Start of Records to process

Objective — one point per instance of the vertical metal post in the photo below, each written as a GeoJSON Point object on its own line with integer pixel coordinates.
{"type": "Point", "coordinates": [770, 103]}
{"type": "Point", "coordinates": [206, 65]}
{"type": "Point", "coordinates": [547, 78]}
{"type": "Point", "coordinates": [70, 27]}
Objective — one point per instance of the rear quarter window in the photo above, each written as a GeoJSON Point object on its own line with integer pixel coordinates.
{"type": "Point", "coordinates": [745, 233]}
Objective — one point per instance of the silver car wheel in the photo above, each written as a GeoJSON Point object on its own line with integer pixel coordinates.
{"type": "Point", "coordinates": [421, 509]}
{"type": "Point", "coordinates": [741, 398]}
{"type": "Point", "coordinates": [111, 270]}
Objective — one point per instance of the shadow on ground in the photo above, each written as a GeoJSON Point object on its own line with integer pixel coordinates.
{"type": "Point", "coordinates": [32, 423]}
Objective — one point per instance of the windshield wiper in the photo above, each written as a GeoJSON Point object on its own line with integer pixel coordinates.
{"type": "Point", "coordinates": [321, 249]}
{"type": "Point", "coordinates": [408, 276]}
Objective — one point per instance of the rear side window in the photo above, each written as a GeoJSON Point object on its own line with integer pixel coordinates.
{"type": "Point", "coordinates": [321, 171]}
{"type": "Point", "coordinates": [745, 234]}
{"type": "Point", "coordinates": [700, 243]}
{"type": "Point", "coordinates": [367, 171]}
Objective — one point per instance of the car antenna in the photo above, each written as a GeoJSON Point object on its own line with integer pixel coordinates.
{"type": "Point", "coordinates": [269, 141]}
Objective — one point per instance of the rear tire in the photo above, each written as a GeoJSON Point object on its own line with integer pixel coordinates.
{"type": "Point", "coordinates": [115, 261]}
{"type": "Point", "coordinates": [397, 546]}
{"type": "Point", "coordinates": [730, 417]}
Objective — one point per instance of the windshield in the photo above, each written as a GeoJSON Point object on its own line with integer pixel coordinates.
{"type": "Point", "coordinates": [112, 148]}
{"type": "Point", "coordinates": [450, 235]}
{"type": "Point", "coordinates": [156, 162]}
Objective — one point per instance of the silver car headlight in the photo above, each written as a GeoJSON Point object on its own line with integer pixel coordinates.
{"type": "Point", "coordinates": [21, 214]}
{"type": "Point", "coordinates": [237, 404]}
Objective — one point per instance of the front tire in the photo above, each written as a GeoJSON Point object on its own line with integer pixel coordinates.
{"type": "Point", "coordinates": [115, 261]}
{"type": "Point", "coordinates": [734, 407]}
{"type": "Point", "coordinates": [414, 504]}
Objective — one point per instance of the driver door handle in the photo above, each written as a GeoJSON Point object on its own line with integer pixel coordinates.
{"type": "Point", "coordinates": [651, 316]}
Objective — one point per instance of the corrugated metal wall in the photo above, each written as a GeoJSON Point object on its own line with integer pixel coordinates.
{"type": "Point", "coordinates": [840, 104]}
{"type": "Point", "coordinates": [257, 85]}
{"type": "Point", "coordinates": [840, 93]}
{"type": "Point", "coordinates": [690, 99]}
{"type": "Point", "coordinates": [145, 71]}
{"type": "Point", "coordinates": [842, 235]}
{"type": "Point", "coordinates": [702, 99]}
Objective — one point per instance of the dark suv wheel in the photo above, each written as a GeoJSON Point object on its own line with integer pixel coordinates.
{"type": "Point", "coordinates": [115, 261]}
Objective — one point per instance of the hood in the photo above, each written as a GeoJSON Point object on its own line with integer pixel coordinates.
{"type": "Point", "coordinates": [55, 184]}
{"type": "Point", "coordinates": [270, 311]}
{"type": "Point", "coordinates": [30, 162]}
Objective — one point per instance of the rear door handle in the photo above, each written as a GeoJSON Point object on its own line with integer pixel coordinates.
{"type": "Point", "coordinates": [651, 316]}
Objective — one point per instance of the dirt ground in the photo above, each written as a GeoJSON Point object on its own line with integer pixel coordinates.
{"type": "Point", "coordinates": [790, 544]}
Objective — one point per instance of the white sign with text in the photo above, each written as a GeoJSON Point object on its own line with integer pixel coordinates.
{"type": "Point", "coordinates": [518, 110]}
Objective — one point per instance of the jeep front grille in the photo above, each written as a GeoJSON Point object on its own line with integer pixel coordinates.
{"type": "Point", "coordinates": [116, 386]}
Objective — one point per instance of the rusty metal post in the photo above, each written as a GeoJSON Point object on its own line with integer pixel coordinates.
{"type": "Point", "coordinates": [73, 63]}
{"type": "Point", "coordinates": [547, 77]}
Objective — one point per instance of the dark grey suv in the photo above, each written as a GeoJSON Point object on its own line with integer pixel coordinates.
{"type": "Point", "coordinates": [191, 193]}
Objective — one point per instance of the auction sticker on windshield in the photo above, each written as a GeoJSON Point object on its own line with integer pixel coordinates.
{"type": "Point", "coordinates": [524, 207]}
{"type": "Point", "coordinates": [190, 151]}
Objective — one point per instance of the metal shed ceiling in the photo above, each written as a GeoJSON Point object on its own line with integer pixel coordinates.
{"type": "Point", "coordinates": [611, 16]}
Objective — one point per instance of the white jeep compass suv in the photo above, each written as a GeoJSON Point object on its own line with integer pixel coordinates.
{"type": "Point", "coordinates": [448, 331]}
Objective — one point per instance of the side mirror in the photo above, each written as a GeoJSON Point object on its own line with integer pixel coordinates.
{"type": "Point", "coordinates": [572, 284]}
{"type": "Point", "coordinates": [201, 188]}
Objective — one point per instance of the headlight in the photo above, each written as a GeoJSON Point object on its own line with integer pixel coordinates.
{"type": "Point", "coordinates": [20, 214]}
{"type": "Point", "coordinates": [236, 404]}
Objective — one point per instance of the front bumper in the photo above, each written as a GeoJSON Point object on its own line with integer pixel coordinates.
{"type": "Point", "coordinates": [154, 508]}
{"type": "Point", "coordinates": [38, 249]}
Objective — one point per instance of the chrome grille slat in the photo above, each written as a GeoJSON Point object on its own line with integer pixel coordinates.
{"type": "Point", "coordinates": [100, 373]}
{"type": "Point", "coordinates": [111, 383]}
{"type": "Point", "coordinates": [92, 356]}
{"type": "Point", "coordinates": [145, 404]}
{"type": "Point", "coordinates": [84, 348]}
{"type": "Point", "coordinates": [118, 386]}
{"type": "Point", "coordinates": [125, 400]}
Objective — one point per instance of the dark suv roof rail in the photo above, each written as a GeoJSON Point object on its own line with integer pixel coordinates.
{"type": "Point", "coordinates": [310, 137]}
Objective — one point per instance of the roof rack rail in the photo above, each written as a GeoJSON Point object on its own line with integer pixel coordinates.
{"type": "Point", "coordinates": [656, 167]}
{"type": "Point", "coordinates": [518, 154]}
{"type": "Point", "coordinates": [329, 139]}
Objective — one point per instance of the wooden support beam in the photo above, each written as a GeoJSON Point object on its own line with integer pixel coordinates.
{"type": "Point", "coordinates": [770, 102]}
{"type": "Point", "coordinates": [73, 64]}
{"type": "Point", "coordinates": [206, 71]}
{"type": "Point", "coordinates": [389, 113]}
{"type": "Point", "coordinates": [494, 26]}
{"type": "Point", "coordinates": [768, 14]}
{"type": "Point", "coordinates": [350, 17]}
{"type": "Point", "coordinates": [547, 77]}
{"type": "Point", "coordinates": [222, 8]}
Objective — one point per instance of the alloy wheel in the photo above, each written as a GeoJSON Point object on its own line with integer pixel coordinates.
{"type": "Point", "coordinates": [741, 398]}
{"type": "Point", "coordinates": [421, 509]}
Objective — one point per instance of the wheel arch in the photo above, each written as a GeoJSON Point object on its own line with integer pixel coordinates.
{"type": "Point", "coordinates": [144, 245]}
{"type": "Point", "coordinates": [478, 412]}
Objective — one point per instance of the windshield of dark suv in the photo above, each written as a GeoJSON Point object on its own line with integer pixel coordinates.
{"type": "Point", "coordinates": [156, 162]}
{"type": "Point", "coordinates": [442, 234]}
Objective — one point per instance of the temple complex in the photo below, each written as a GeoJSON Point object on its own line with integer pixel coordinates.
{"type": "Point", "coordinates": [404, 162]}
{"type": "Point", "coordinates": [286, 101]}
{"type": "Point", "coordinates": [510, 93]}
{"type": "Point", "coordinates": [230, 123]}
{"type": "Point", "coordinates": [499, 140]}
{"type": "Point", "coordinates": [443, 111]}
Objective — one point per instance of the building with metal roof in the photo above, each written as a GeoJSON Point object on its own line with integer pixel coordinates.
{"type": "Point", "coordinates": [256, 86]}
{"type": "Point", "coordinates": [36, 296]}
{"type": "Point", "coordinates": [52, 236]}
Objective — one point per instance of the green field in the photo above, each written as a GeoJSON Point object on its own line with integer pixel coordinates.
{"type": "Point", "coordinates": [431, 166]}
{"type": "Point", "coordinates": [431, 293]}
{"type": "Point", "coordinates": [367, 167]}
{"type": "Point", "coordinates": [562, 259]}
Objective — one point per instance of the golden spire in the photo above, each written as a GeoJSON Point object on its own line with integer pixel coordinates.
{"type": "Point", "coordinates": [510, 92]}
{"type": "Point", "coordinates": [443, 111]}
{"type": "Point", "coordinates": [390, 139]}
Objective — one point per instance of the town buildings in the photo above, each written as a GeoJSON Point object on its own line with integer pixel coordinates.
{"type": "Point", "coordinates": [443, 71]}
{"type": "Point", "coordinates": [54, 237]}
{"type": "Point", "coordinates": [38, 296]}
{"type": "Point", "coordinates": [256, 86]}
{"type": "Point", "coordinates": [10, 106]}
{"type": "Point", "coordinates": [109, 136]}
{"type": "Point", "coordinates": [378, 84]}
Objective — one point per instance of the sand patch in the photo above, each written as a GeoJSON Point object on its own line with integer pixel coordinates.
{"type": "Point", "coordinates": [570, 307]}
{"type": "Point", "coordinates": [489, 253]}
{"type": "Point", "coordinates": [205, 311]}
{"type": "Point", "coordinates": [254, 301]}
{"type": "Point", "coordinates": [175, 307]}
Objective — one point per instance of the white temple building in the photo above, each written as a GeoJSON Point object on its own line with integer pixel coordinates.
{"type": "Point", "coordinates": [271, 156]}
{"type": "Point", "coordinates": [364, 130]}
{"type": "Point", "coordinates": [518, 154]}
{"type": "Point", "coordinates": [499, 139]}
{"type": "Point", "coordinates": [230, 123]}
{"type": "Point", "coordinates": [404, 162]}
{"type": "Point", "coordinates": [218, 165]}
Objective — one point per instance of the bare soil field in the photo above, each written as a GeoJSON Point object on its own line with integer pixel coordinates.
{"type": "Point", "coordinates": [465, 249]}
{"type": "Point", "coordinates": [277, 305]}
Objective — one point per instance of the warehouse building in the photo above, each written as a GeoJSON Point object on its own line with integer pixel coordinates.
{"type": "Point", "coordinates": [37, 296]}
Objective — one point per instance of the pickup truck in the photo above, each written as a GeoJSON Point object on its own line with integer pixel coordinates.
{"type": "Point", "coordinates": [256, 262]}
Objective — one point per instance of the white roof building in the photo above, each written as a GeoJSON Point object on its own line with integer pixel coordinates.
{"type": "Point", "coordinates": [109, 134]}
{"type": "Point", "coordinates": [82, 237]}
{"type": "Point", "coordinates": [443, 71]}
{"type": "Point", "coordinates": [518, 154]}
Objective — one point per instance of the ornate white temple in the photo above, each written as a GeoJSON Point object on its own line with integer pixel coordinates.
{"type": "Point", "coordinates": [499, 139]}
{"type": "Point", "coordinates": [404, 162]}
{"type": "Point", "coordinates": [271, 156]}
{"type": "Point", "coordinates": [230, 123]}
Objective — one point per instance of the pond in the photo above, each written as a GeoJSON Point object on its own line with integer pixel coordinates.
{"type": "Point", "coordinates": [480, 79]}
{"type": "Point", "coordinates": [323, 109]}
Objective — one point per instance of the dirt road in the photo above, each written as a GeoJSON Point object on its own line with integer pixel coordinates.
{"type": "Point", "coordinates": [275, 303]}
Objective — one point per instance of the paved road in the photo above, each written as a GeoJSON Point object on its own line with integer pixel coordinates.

End of Records to process

Problem requirements. From the line with "Objective — one point per instance of the warehouse" to the final line of the listing, write out each line unchanged. Add nothing.

Task solution.
Objective — one point per instance of the warehouse building in the photo above, each written as a GeoJSON Point object on its own line with integer pixel coordinates.
{"type": "Point", "coordinates": [37, 296]}
Objective — one point per instance of the pickup truck in the photo above, each written as a GeoJSON Point object on its own line with integer pixel coordinates.
{"type": "Point", "coordinates": [256, 262]}
Objective — one point per instance of the white roof building in the photo above, each written as a GeoJSON Point object on its own line with integer pixel coordinates.
{"type": "Point", "coordinates": [109, 134]}
{"type": "Point", "coordinates": [82, 237]}
{"type": "Point", "coordinates": [443, 71]}
{"type": "Point", "coordinates": [518, 154]}
Objective — one point per instance of the ornate white temple in the photo above, each written as a GeoJSON Point object on its own line with integer pixel coordinates.
{"type": "Point", "coordinates": [499, 139]}
{"type": "Point", "coordinates": [404, 162]}
{"type": "Point", "coordinates": [271, 156]}
{"type": "Point", "coordinates": [230, 123]}
Objective — one point per instance of the pond in the photo above, each written as a GeoJSON Point object on its own line with integer pixel coordinates.
{"type": "Point", "coordinates": [480, 79]}
{"type": "Point", "coordinates": [323, 109]}
Objective — one point per instance of the dirt road in the photo above, each written as a GeoJSON Point object on its own line with integer pixel coordinates.
{"type": "Point", "coordinates": [275, 303]}
Objective — one point per instance of the paved road in the photo above, each written as a GeoJSON Point object on its own line with integer pixel coordinates.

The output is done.